Saved data entries:
*-*-*
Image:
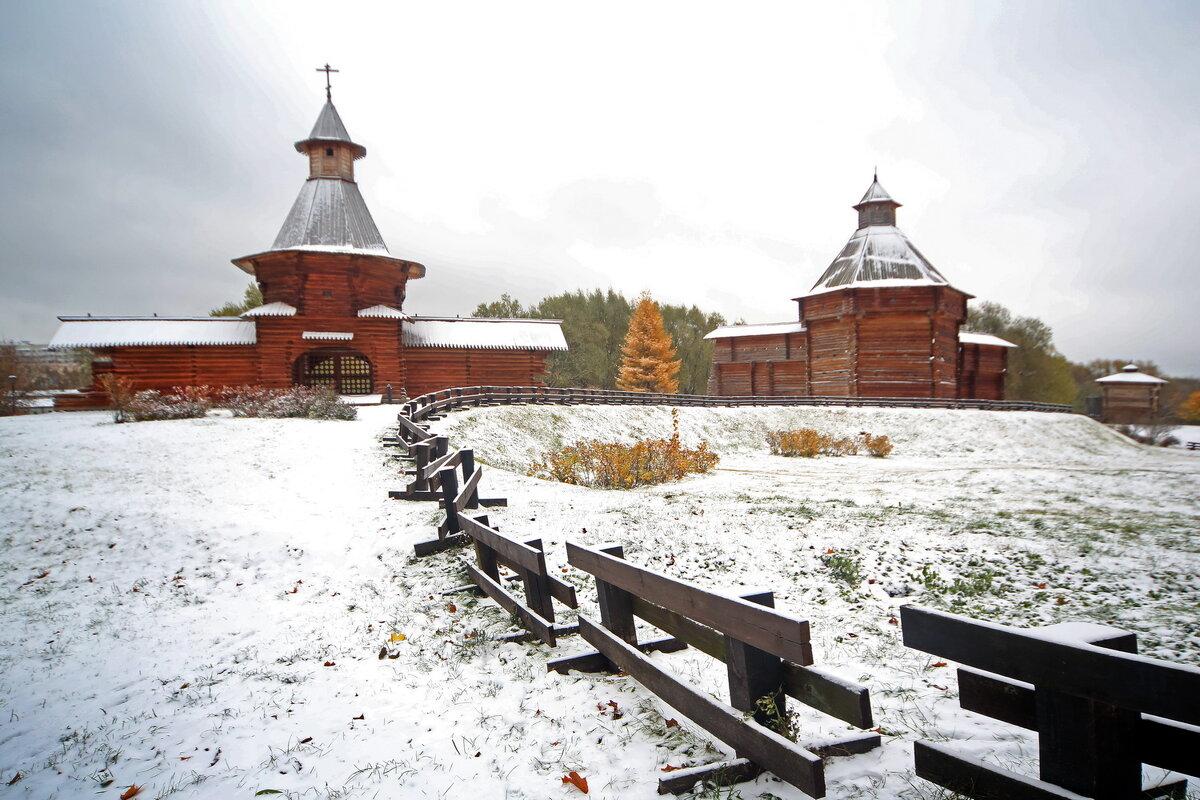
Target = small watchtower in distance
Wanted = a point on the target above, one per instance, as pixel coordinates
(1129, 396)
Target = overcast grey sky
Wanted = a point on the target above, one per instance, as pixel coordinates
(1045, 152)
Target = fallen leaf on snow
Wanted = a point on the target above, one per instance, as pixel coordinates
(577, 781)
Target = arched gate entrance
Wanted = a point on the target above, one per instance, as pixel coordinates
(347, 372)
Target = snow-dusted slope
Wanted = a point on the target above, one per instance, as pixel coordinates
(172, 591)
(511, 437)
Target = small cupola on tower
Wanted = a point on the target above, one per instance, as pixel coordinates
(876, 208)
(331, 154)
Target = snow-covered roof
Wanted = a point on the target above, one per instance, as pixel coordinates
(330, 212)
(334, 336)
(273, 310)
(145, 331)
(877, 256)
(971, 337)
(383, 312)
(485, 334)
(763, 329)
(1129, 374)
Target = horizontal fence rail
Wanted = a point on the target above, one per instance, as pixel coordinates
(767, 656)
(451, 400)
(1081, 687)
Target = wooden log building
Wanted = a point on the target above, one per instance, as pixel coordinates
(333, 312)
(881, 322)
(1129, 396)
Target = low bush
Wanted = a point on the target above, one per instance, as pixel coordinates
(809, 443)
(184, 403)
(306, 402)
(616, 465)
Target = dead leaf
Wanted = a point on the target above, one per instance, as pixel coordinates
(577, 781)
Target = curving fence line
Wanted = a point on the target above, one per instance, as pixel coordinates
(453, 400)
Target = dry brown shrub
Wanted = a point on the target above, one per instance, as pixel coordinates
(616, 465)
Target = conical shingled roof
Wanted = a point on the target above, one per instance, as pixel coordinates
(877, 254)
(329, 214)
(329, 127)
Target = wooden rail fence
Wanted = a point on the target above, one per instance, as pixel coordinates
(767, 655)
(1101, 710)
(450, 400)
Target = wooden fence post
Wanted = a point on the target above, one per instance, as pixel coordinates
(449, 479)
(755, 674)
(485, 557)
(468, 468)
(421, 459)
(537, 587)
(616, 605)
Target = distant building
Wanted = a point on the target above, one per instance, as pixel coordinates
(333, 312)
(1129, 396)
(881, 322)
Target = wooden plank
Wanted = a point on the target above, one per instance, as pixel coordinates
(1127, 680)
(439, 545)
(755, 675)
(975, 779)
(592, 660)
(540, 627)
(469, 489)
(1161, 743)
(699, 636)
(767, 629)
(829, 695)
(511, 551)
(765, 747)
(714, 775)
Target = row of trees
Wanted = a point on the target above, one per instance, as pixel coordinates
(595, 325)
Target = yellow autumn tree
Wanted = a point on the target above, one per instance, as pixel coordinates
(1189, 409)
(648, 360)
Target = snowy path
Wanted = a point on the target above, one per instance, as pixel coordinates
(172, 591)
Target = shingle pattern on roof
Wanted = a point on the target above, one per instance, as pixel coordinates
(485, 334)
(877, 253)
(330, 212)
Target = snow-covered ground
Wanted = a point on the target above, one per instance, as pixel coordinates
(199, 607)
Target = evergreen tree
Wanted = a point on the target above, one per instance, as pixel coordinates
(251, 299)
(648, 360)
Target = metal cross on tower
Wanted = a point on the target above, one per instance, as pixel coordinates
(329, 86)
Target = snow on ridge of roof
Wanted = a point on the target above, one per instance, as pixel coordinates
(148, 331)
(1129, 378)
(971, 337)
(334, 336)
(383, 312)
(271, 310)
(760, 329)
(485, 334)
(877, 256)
*-*-*
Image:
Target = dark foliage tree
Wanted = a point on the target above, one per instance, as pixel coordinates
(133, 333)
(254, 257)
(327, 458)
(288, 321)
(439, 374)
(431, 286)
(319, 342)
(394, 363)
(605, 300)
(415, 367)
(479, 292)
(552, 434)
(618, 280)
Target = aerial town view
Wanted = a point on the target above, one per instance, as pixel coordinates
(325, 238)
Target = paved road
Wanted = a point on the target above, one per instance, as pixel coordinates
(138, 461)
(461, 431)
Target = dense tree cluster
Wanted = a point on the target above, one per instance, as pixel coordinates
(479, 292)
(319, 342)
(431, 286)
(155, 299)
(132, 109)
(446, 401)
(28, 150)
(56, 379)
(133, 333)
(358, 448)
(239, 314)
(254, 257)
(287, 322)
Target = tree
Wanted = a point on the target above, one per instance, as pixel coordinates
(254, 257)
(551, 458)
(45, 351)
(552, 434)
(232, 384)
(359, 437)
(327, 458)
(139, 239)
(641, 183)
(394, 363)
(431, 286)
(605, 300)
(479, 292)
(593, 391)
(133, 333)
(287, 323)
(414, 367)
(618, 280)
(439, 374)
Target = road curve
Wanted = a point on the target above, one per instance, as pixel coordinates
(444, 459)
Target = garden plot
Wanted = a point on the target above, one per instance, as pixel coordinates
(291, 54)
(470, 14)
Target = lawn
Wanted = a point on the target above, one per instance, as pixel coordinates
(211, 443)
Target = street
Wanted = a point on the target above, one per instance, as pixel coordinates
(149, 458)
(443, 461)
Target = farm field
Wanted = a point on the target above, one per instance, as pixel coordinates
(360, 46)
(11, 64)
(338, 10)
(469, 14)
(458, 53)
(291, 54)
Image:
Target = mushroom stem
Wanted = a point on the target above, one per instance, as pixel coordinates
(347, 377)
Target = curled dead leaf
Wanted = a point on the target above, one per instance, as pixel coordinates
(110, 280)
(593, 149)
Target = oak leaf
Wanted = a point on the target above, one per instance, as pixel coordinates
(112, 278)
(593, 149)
*-*-*
WORK ITEM: Each line of the records above that contains the word "small" should be counted; give the resulting number without further words.

RESULT OF THE EXERCISE: 2